## [Task material]
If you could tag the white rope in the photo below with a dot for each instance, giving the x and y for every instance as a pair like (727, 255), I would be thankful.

==

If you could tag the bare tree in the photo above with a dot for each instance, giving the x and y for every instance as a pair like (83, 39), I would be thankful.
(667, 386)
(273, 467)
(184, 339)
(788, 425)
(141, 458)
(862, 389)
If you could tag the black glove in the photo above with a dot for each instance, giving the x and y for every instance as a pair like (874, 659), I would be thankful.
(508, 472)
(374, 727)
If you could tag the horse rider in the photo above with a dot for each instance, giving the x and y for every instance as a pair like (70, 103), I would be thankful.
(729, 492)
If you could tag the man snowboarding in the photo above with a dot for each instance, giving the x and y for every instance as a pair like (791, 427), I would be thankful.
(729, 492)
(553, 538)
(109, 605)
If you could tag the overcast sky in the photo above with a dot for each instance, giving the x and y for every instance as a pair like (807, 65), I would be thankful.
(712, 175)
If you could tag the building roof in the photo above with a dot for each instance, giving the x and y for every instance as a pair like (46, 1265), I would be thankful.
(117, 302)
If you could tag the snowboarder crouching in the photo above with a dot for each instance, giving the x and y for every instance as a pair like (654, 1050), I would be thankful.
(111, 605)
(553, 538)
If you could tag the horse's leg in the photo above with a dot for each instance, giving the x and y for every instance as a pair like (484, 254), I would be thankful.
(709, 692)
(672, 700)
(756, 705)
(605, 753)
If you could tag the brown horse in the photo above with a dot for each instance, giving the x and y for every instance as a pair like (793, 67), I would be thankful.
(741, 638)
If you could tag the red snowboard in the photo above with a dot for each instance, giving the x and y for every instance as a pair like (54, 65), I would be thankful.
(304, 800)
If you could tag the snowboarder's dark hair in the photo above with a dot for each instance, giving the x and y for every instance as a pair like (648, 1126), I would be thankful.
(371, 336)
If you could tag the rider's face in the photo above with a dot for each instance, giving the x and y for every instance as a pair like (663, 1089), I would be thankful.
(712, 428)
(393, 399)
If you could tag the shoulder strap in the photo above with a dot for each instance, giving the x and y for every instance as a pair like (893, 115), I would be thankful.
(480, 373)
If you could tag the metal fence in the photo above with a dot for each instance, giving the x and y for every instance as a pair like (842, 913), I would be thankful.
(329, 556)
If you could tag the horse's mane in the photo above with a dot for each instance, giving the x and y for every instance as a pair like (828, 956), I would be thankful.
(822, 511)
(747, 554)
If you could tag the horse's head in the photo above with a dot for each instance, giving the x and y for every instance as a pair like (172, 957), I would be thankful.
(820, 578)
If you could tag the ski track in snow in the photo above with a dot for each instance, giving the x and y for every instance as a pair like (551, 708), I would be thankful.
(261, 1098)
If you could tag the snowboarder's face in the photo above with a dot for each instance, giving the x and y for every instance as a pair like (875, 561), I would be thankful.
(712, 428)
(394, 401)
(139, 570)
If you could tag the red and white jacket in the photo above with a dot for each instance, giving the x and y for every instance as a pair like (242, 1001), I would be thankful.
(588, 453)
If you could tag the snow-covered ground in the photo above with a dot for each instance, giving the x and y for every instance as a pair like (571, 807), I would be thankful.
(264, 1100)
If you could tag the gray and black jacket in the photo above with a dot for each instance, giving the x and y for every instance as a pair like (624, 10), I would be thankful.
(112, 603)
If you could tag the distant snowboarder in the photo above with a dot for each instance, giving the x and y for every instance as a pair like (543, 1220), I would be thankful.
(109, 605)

## [Task directions]
Please report how many lines of the items above contain the string "horse", with case counting, and give only that number.

## [Answer below]
5